Your instructions.
Display every line of the material below that contains the string "sleeve". Treat the match as case-sensitive.

Input.
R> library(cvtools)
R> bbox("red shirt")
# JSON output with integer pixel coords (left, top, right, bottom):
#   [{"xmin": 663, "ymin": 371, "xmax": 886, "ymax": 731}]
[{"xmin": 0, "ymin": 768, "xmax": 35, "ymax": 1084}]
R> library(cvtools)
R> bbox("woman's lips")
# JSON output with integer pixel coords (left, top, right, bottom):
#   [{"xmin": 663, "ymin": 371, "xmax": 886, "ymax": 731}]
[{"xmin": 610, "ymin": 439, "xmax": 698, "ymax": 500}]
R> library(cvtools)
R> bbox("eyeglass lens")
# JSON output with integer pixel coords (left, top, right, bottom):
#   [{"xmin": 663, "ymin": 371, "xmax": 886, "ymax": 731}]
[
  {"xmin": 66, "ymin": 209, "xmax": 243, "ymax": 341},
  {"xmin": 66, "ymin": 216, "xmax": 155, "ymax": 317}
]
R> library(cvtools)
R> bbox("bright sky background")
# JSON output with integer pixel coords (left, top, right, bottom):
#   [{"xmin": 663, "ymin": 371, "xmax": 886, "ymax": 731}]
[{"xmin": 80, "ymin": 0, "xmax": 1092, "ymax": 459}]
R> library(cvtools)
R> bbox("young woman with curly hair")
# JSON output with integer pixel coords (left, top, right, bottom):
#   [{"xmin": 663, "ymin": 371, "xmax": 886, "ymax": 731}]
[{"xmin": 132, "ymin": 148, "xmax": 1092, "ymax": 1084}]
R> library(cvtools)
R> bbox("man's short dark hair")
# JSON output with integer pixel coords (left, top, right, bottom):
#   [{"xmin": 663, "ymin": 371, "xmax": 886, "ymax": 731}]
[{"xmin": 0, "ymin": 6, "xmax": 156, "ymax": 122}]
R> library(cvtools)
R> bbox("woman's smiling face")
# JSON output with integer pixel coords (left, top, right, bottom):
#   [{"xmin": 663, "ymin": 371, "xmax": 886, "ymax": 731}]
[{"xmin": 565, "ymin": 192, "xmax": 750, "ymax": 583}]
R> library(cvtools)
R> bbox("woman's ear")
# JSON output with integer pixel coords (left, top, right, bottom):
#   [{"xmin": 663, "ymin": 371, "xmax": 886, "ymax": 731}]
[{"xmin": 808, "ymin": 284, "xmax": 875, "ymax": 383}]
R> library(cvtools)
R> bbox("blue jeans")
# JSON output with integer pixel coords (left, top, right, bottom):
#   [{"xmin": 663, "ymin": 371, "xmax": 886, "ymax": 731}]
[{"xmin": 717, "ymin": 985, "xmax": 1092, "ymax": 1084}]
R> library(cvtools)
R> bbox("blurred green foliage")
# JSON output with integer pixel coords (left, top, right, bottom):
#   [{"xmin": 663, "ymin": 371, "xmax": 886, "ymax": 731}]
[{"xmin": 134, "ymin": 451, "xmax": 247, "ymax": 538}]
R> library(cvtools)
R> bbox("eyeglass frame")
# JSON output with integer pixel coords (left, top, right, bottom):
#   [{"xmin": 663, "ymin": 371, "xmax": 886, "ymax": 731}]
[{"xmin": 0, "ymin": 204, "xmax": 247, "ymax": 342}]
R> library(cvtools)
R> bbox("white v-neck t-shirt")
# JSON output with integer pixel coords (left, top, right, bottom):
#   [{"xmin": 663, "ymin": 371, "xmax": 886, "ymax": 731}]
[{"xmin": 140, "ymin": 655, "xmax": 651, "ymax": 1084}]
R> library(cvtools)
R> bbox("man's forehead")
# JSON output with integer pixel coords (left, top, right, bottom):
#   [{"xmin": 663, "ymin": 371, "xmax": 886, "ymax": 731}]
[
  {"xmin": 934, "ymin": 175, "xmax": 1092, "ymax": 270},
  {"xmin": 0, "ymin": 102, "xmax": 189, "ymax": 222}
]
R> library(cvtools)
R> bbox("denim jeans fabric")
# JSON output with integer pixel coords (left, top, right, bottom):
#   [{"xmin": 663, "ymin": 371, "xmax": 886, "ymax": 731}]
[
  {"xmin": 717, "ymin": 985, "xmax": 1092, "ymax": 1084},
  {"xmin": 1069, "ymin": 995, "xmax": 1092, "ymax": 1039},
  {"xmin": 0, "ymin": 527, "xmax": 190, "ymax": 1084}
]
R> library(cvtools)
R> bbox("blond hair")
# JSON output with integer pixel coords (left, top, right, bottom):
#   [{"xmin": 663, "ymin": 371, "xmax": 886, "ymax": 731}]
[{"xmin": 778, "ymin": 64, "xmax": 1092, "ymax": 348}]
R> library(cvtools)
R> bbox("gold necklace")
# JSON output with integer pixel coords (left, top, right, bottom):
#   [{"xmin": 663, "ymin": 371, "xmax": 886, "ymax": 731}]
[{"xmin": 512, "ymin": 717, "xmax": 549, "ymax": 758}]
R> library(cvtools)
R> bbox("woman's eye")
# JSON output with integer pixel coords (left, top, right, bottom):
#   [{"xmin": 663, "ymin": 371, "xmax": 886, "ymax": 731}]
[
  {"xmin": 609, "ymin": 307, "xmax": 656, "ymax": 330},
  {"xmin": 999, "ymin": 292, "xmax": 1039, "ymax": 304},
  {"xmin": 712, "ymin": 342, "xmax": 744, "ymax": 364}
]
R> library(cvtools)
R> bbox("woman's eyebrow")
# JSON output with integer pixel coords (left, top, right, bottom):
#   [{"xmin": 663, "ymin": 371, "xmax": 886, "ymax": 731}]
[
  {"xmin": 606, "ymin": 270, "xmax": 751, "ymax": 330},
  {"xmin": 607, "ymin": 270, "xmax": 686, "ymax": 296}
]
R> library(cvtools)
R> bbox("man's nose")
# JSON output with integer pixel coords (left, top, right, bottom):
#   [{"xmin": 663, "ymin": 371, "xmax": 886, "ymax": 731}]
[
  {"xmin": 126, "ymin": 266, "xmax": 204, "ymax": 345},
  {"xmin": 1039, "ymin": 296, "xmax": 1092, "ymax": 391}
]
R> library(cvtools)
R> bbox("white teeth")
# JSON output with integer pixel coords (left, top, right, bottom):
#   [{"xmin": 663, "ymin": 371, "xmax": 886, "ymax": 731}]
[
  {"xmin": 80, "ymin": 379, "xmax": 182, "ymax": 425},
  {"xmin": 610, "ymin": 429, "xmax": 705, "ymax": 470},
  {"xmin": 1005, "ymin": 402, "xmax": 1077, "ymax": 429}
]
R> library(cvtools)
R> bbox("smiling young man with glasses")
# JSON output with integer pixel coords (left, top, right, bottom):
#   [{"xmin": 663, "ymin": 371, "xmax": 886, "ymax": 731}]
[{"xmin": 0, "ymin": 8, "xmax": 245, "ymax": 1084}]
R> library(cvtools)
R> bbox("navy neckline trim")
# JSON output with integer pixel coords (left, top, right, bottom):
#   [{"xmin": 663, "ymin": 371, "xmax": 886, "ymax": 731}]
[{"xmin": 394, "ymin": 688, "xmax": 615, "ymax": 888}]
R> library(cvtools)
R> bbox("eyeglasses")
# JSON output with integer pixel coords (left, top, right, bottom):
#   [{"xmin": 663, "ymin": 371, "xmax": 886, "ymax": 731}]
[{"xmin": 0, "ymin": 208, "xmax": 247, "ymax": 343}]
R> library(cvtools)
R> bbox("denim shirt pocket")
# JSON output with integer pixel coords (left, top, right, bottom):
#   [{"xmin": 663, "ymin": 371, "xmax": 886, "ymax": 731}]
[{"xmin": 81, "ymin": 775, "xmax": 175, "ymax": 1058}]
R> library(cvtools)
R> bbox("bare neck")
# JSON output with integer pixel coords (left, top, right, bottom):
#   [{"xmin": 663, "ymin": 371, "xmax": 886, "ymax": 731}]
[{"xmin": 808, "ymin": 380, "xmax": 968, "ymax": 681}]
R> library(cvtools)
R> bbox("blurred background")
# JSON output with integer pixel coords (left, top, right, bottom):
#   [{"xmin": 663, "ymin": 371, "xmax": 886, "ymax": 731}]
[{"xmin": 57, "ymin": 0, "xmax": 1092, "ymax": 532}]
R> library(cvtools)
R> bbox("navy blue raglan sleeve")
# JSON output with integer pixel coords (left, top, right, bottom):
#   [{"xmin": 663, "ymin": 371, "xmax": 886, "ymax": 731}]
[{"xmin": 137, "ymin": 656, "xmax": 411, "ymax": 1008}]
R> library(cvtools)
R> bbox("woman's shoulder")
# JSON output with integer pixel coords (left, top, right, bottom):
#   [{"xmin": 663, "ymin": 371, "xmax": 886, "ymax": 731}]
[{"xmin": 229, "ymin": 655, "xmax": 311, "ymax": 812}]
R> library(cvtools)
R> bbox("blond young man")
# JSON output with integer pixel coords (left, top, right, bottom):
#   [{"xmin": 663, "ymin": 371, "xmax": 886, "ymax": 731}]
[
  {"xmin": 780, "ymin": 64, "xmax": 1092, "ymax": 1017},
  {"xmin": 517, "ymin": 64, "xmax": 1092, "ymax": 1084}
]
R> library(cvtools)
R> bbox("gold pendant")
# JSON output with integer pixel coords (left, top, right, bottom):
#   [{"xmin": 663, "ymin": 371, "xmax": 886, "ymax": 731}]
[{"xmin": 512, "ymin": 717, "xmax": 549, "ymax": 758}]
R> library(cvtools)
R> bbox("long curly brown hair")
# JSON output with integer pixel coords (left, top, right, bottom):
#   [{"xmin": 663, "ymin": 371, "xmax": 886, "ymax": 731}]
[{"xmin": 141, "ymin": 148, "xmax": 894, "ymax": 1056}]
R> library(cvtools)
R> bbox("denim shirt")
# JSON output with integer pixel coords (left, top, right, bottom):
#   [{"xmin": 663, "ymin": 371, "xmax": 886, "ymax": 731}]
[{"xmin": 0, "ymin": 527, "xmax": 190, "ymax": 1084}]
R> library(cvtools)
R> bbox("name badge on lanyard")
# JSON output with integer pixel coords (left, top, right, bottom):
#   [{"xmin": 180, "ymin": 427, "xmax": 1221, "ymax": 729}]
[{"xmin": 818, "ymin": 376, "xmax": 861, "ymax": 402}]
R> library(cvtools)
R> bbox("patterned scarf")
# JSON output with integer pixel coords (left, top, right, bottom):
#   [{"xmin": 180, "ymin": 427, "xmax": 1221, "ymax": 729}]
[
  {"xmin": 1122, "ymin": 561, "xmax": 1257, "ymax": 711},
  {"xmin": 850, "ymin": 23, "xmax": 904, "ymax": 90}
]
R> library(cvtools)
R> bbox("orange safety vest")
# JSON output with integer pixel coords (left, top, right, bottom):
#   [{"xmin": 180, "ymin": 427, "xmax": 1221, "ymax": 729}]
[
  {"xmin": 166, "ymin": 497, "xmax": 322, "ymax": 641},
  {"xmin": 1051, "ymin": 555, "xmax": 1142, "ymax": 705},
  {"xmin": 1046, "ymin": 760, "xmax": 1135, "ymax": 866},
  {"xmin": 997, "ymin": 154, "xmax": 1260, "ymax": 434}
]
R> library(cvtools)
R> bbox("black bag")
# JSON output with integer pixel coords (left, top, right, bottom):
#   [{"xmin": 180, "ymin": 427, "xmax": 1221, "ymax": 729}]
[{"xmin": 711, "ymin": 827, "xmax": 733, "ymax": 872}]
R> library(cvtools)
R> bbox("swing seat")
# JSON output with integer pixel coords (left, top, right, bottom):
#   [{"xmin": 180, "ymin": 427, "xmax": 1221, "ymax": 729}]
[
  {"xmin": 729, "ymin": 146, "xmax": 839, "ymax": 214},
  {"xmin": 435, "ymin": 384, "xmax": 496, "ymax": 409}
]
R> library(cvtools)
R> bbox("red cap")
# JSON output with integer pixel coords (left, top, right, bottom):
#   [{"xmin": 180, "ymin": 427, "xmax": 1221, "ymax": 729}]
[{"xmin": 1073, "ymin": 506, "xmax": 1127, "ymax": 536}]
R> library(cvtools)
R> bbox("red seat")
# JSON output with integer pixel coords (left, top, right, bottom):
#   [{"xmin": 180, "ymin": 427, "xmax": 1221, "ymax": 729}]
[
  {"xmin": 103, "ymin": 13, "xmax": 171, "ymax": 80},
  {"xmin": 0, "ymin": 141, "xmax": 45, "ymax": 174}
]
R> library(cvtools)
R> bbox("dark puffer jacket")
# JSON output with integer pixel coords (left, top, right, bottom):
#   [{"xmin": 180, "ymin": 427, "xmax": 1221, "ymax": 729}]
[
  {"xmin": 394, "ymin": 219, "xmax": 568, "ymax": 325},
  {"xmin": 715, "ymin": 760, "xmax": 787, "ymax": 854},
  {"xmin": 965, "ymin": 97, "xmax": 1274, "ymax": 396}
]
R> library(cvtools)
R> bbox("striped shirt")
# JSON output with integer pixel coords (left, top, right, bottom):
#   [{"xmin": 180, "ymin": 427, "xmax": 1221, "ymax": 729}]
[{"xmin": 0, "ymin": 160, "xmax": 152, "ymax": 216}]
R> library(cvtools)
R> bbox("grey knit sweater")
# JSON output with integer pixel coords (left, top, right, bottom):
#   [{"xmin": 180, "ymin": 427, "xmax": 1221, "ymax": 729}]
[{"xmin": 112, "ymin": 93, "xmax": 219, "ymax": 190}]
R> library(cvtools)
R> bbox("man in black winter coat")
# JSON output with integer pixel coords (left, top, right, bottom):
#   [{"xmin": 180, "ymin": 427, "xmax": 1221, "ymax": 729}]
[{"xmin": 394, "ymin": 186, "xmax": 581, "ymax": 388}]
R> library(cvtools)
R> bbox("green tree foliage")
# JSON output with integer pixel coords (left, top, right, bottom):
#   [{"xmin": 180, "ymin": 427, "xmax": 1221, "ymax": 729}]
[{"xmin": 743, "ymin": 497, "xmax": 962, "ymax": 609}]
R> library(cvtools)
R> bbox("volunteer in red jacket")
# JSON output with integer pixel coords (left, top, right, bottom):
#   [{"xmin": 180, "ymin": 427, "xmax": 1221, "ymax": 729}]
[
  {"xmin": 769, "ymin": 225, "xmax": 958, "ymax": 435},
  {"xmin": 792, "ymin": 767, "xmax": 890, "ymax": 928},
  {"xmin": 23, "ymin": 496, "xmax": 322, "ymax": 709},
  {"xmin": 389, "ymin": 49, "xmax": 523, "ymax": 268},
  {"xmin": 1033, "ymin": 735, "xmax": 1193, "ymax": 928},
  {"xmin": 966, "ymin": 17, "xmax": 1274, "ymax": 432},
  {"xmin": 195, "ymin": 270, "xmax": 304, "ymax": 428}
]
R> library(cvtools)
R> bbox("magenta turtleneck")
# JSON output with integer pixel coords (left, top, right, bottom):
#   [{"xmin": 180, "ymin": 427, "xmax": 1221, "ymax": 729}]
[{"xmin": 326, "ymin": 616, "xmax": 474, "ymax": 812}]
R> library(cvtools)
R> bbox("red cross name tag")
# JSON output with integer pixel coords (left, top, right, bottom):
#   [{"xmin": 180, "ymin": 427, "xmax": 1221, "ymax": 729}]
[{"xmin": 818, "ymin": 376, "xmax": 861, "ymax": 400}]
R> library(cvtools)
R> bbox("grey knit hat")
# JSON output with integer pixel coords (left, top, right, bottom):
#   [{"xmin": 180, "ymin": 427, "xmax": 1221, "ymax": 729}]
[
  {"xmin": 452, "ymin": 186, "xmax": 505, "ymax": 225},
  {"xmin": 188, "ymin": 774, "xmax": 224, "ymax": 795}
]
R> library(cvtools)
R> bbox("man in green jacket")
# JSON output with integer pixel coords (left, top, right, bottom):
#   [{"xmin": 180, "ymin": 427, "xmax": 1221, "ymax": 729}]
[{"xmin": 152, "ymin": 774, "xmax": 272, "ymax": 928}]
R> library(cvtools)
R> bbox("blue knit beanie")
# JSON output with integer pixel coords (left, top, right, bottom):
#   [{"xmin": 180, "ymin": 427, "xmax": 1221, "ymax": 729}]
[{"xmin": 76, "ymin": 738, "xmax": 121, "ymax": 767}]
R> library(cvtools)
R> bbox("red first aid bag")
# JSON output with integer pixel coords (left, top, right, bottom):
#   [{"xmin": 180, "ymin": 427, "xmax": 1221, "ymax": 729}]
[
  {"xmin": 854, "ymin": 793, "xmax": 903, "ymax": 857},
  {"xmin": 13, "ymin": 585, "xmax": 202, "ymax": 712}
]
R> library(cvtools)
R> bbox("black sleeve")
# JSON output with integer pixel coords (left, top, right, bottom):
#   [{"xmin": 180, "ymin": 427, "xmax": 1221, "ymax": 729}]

Complete output.
R> bbox("navy blue raglan sleeve")
R> bbox("black sleeve")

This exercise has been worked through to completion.